Seitenauszug —
********
Wie gut oder wie schlecht waren die Schiedsrichter bei der WM denn nun wirklich?

Für die Lehrarbeit in unserem Kreis habe ich nahezu alle Spiele der WM aufgezeichnet und die Schiedsrichterentscheidungen im nachhinein genau überprüft.

Insgesamt konnte ich feststellen, dass die Begegnungen Dank der konsequenten Spielleitungen weitgehend in einem sportlichen Rahmen verliefen. Damit haben die Schiedsrichter die wichtigste Vorgabe der FIFA erfüllt, und es gebührt ihnen deshalb Lob und Dank.


Vier Kardinalfehler der Referees machte ich aus:

1. Besonders zu Beginn des Turniers fiel die unterschiedliche Bewertung von Zweikämpfen mit den sich daraus ergebenden persönlichen Strafen auf. Alles richtig machte der Schiedsrichter Nieto im Spiel Deutschland gegen Kamerun und lag doch voll daneben. Ihm mangelnde wie einigen seiner Kollegen an der richtigen Einstellung zum Spiel. Oder: Im Spiel Brasilien gegen England sah Ronaldinho zu Recht die Rote Karte, weil er dem Gegner absichtlich gegen das Schienbein trat. Das Problem: In der Vorrunde gab es für ähnlich gelagerte Fouls nur Gelb.

2. Bei der Beurteilung von vorgetäuschten Foulspielen im Strafraum, den sogenannten »Schwalben«, bewiesen die Schiedsrichter nur unzureichende ornithologische Kenntnisse. Nicht immer vermochten sie zwischen Schwalben und friedfertigen Tauben zu unterscheiden. Etliche Strafstöße waren unberechtigt, andere erforderliche Elfmeterpfiffe blieben aus.
********
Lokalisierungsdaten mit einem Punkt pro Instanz
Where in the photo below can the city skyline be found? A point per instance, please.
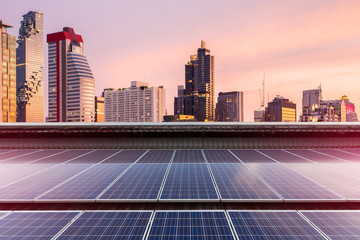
(317, 43)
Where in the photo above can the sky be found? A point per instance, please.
(297, 45)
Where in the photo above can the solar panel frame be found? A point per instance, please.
(194, 222)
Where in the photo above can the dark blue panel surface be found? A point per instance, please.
(201, 225)
(189, 181)
(141, 181)
(108, 225)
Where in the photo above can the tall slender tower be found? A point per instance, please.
(71, 83)
(29, 65)
(7, 75)
(199, 93)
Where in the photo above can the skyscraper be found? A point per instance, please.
(71, 83)
(199, 92)
(30, 62)
(138, 103)
(7, 75)
(230, 107)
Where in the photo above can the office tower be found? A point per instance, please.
(138, 103)
(71, 83)
(280, 110)
(99, 109)
(29, 66)
(230, 107)
(199, 92)
(7, 75)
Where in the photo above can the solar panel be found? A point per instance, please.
(87, 185)
(140, 182)
(252, 156)
(63, 157)
(126, 156)
(188, 156)
(338, 225)
(237, 183)
(291, 185)
(189, 181)
(272, 225)
(108, 225)
(314, 156)
(32, 156)
(157, 156)
(94, 157)
(190, 225)
(35, 185)
(284, 157)
(34, 225)
(322, 174)
(220, 156)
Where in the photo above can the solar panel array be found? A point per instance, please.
(180, 224)
(180, 175)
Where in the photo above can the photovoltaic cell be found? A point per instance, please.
(93, 157)
(272, 225)
(252, 156)
(89, 184)
(284, 157)
(141, 181)
(314, 156)
(62, 157)
(125, 156)
(289, 184)
(190, 225)
(108, 225)
(157, 156)
(236, 181)
(189, 181)
(220, 156)
(338, 225)
(188, 156)
(34, 225)
(33, 186)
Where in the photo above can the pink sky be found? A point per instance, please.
(297, 44)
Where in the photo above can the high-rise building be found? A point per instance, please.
(138, 103)
(71, 83)
(29, 65)
(230, 107)
(7, 75)
(280, 110)
(198, 98)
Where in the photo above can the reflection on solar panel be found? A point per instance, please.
(34, 225)
(220, 156)
(188, 156)
(63, 157)
(322, 174)
(94, 157)
(236, 181)
(108, 225)
(157, 156)
(272, 225)
(189, 181)
(289, 184)
(125, 156)
(33, 186)
(340, 154)
(314, 156)
(251, 156)
(89, 184)
(190, 225)
(336, 224)
(282, 156)
(141, 181)
(32, 156)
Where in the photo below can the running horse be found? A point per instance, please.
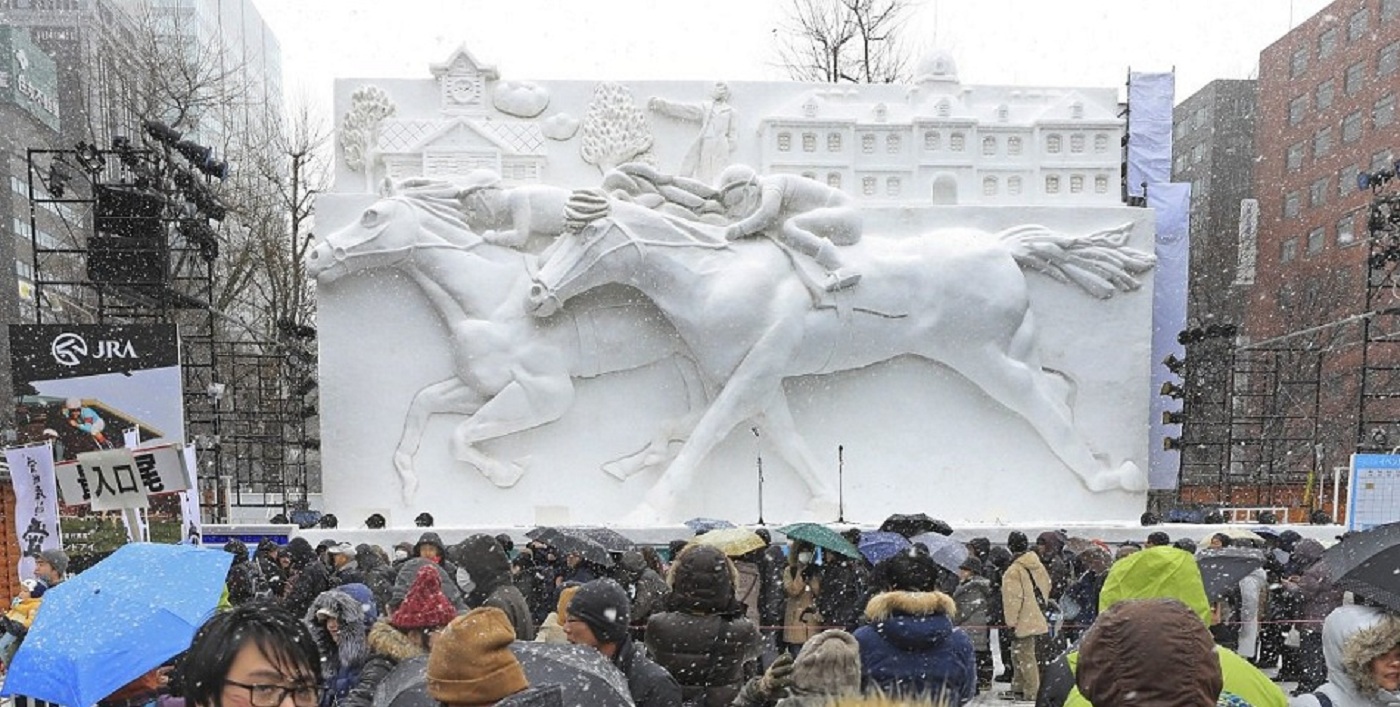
(954, 296)
(510, 371)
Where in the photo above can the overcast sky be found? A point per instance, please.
(1026, 42)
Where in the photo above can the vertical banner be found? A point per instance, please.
(35, 503)
(1172, 203)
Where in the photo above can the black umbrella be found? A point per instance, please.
(571, 541)
(587, 678)
(1367, 563)
(1224, 567)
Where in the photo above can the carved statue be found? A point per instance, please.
(718, 132)
(800, 213)
(955, 296)
(513, 373)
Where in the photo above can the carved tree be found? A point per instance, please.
(851, 41)
(360, 129)
(615, 130)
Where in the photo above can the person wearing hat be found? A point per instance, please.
(973, 599)
(406, 633)
(472, 665)
(599, 616)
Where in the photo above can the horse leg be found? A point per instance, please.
(528, 401)
(790, 445)
(440, 398)
(1029, 392)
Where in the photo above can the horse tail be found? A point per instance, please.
(1099, 263)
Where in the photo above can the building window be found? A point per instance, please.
(1291, 205)
(1327, 42)
(1295, 156)
(1322, 142)
(1383, 112)
(1355, 77)
(1325, 93)
(1357, 25)
(1351, 128)
(1318, 192)
(1389, 59)
(1297, 109)
(1316, 240)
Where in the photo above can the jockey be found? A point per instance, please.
(797, 212)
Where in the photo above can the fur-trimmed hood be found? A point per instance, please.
(392, 643)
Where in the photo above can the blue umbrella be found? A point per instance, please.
(882, 545)
(116, 620)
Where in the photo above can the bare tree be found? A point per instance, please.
(844, 41)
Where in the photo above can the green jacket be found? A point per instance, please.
(1171, 573)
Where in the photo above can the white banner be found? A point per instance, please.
(35, 503)
(158, 469)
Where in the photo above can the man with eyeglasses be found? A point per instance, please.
(252, 655)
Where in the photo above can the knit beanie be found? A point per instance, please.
(828, 664)
(472, 662)
(424, 606)
(604, 606)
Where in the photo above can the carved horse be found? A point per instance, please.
(954, 296)
(511, 373)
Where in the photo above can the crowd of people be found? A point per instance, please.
(788, 625)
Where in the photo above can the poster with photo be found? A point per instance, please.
(88, 388)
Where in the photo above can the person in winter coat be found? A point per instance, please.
(409, 632)
(1025, 587)
(1150, 651)
(702, 637)
(336, 625)
(801, 584)
(1362, 650)
(599, 616)
(972, 597)
(910, 646)
(307, 580)
(1150, 574)
(485, 562)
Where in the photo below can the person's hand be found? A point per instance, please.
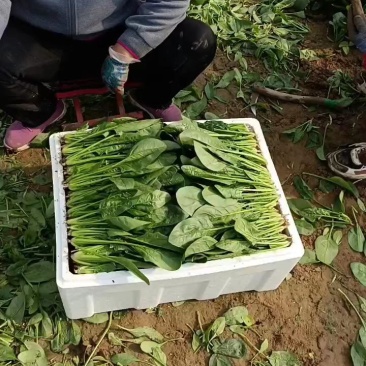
(115, 68)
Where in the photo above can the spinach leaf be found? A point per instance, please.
(127, 223)
(207, 159)
(190, 230)
(40, 272)
(309, 257)
(356, 239)
(144, 153)
(326, 249)
(200, 245)
(238, 315)
(234, 348)
(161, 258)
(190, 199)
(359, 271)
(283, 358)
(124, 359)
(234, 246)
(6, 353)
(304, 227)
(16, 308)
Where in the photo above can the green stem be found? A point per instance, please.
(100, 339)
(253, 346)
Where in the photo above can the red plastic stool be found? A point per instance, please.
(75, 90)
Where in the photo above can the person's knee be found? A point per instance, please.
(202, 40)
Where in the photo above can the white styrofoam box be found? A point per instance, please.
(86, 294)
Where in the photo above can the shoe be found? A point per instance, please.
(349, 162)
(170, 114)
(18, 136)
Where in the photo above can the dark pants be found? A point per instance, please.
(31, 57)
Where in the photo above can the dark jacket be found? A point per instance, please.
(148, 22)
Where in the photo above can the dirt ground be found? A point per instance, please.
(307, 314)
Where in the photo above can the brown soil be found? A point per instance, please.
(307, 314)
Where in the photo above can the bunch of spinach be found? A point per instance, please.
(140, 195)
(30, 306)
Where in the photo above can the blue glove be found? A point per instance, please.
(360, 38)
(115, 71)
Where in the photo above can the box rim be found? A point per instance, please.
(66, 279)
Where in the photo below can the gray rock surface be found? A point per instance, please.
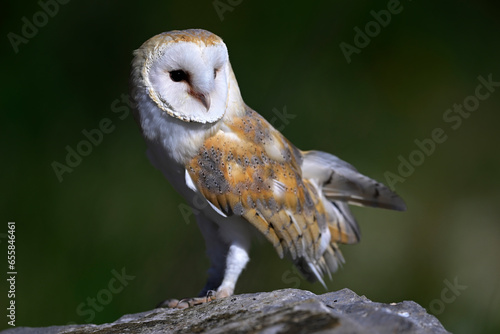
(282, 311)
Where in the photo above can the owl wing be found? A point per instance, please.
(250, 170)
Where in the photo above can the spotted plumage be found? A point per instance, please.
(241, 175)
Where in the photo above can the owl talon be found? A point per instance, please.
(169, 303)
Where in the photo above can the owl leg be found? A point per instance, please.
(227, 249)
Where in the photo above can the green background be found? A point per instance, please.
(114, 210)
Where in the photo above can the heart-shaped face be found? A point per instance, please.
(186, 74)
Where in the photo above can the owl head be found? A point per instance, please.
(183, 73)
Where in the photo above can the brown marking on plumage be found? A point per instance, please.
(237, 175)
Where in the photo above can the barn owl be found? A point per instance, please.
(243, 177)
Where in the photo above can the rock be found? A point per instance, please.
(282, 311)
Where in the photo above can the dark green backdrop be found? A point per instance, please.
(115, 213)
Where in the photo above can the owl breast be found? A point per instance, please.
(249, 169)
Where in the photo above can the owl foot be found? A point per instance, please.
(189, 302)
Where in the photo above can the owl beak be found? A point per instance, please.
(204, 99)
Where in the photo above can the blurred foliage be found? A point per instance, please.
(114, 210)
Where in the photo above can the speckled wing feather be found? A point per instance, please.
(249, 169)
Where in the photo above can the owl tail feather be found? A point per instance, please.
(340, 181)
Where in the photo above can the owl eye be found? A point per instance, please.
(178, 75)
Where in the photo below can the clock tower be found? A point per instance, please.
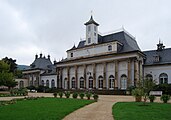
(91, 32)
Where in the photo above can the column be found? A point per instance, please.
(85, 78)
(68, 77)
(76, 78)
(116, 74)
(94, 75)
(104, 75)
(129, 73)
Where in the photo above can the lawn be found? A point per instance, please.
(41, 109)
(135, 111)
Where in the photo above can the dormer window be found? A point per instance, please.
(109, 48)
(71, 54)
(89, 28)
(156, 58)
(89, 40)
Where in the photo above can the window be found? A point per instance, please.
(21, 84)
(73, 83)
(53, 83)
(100, 81)
(123, 82)
(109, 48)
(81, 82)
(71, 54)
(65, 83)
(95, 28)
(90, 82)
(163, 78)
(111, 81)
(89, 40)
(47, 83)
(42, 83)
(89, 28)
(149, 77)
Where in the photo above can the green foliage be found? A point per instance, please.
(165, 98)
(88, 95)
(41, 109)
(55, 94)
(95, 96)
(60, 94)
(67, 94)
(136, 111)
(152, 98)
(81, 95)
(75, 95)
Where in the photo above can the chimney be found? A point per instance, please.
(36, 56)
(40, 55)
(49, 57)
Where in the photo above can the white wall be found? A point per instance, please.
(155, 71)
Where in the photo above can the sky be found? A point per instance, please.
(30, 27)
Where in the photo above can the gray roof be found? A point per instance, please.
(129, 43)
(41, 63)
(164, 55)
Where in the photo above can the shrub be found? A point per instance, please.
(55, 94)
(60, 94)
(81, 95)
(95, 96)
(88, 95)
(75, 95)
(152, 98)
(138, 93)
(165, 98)
(67, 94)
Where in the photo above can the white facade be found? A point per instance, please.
(157, 70)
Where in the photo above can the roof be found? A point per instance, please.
(164, 56)
(91, 21)
(129, 43)
(41, 63)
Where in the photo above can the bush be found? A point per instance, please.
(165, 98)
(81, 95)
(95, 96)
(60, 94)
(152, 98)
(88, 95)
(55, 94)
(67, 94)
(75, 95)
(138, 93)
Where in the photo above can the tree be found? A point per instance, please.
(11, 63)
(6, 77)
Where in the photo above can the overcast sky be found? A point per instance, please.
(29, 27)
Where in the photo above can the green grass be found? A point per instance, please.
(41, 109)
(135, 111)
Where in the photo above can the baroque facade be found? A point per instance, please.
(112, 61)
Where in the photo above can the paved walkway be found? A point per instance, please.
(101, 110)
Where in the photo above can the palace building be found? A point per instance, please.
(111, 62)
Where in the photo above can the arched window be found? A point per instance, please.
(109, 48)
(123, 82)
(65, 83)
(42, 83)
(21, 84)
(73, 82)
(90, 82)
(163, 78)
(149, 77)
(100, 79)
(47, 83)
(52, 83)
(111, 81)
(81, 82)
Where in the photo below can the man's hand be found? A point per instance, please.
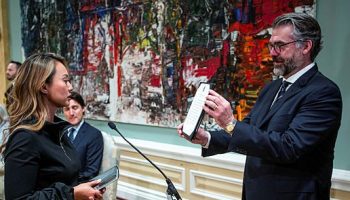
(201, 137)
(219, 108)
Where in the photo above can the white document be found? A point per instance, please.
(195, 114)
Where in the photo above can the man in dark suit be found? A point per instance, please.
(87, 140)
(290, 134)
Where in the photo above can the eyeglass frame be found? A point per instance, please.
(277, 47)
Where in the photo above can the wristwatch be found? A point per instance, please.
(230, 127)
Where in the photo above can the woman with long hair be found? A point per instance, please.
(40, 162)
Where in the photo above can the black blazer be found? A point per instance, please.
(290, 146)
(41, 164)
(89, 145)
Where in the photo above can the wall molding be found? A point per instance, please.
(229, 161)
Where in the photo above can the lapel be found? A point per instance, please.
(80, 135)
(266, 101)
(295, 88)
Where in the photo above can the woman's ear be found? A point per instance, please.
(44, 89)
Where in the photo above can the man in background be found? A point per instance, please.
(87, 140)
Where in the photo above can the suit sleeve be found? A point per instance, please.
(22, 160)
(311, 126)
(93, 157)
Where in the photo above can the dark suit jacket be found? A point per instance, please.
(89, 145)
(290, 147)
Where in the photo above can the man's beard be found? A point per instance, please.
(285, 68)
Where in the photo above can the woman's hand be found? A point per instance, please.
(86, 191)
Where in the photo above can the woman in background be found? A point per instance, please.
(40, 162)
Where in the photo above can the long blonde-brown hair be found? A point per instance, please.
(28, 102)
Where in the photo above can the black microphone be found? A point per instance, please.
(171, 191)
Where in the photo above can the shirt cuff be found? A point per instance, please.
(206, 146)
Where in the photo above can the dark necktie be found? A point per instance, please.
(71, 134)
(282, 90)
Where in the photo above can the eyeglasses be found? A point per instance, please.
(278, 47)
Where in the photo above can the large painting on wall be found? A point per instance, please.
(141, 61)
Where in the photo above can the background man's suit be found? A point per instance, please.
(89, 145)
(289, 146)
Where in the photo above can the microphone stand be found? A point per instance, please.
(171, 191)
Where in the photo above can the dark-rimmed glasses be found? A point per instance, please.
(278, 46)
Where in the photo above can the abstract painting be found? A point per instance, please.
(141, 61)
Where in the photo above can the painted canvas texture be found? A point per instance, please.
(141, 61)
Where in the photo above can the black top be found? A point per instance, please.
(42, 164)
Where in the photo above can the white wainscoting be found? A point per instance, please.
(196, 178)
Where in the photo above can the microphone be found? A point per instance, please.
(171, 191)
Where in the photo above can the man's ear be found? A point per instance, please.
(307, 47)
(44, 89)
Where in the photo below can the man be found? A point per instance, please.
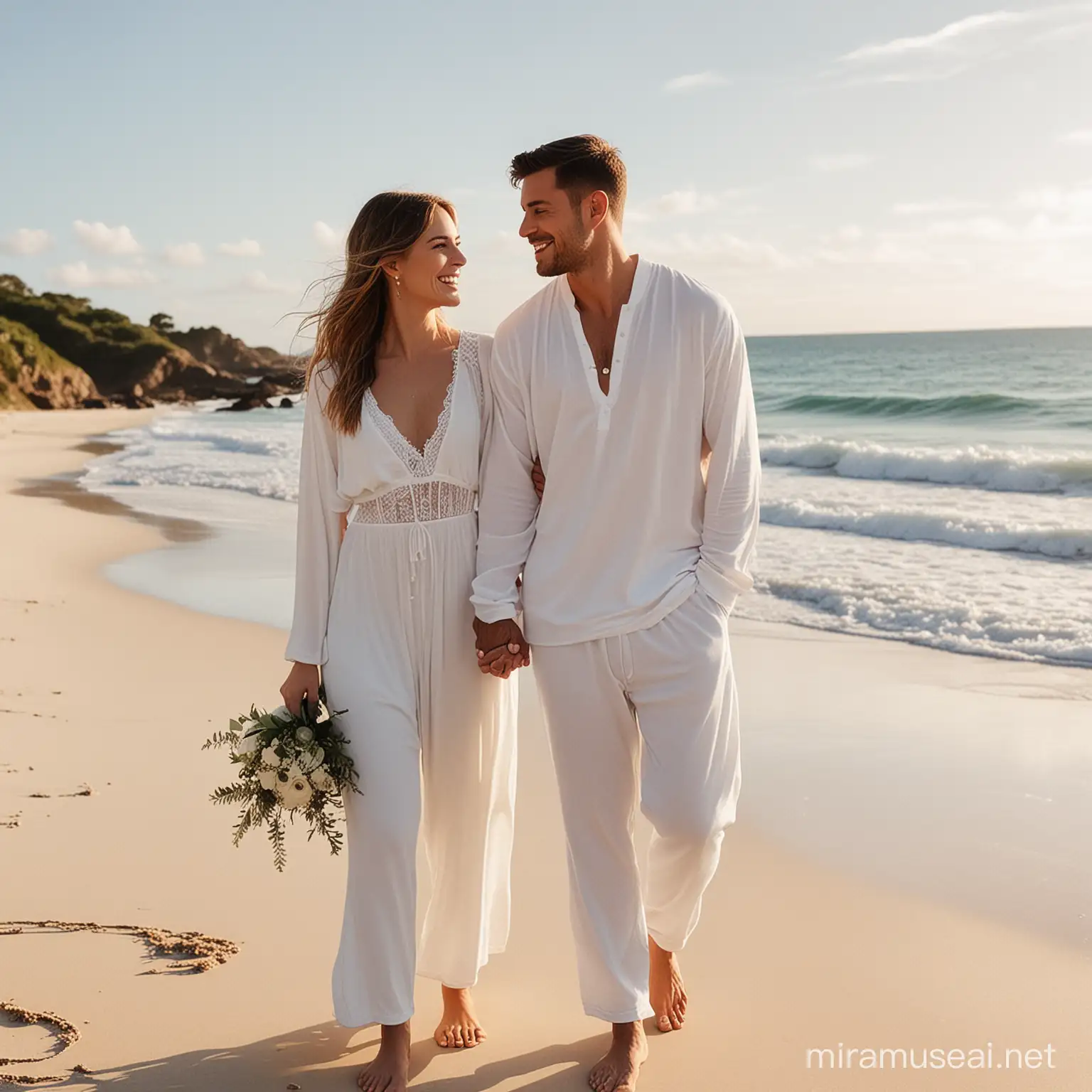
(615, 376)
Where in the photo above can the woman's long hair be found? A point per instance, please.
(350, 323)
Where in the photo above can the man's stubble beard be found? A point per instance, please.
(574, 258)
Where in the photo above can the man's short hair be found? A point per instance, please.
(582, 165)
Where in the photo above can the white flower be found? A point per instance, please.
(294, 792)
(322, 781)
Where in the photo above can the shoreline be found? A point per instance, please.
(69, 489)
(850, 743)
(823, 835)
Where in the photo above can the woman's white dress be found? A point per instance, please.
(388, 614)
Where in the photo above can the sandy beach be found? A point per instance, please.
(910, 869)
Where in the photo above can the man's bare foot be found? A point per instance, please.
(617, 1071)
(459, 1027)
(665, 988)
(390, 1071)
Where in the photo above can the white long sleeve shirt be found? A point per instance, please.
(626, 525)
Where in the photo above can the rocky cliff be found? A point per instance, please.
(34, 377)
(109, 358)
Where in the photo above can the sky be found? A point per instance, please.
(829, 167)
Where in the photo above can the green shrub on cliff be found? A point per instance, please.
(114, 350)
(33, 376)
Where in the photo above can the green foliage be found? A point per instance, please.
(21, 348)
(112, 348)
(261, 807)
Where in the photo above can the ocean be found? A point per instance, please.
(925, 487)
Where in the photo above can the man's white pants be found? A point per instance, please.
(652, 717)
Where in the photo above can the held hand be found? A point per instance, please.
(501, 647)
(303, 682)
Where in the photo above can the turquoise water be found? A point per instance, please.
(934, 488)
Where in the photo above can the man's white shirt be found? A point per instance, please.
(626, 525)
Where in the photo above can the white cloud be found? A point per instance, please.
(26, 242)
(941, 207)
(938, 41)
(958, 46)
(695, 81)
(245, 248)
(682, 202)
(327, 237)
(723, 246)
(80, 275)
(258, 281)
(183, 254)
(685, 203)
(847, 161)
(1077, 138)
(106, 240)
********
Deine Aufgabe 1 — Fasse den Seitenauszug über die Schiedsrichter bei der WM in genau zwei Sätzen zusammen.
Deine Aufgabe 2 — Führe den Text über die WM-Schiedsrichter nach dem letzten gezeigten Satz fort.

Erwartete Antwort 1 — Der Verfasser hat für die Lehrarbeit in seinem Kreis fast alle WM-Spiele aufgezeichnet und findet, dass die Schiedsrichter mit ihrer konsequenten Spielleitung für einen weitgehend sportlichen Verlauf gesorgt und damit die wichtigste Vorgabe der FIFA erfüllt haben. Trotzdem macht er vier Kardinalfehler aus, darunter die unterschiedliche Bewertung von Zweikämpfen und persönlichen Strafen sowie die unsichere Beurteilung von »Schwalben«, durch die es unberechtigte Strafstöße gab und nötige Elfmeterpfiffe ausblieben.

Erwartete Antwort 2 —
3. Obwohl die Spielleiter allesamt konditionell sehr stark waren, fehlte ihnen trotzdem des öfteren der Durchblick: Es gab etliche Spielunterbrechungen »auf Verdacht«. Den Spaniern wurde so ein Tor »geraubt« (ihre Mannschaft schied deshalb aus) und unschuldige Akteure sahen Gelb. Auch der vielgelobte Collina war in dieser Hinsicht keineswegs fehlerfrei, während der von den Italienern arg gescholtene Byron Moreno fast immer richtig urteilte.

4. Letztlich wurden die Schiedsrichter von einer neuen Kreation der Spieler gegen die Fußballregeln überrascht: Beim Sprung nach dem Ball wurde ein Arm ausgefahren und mit dem Ellbogen das Gesicht des Gegners poliert. Absichtlich begangen müssen solche Regelverstöße mit der roten Karte geahndet werden müssen. Doch die Übeltäter hatten Glück: Die Spielleiter trauten ihnen solche Bösartigkeiten (noch) nicht zu.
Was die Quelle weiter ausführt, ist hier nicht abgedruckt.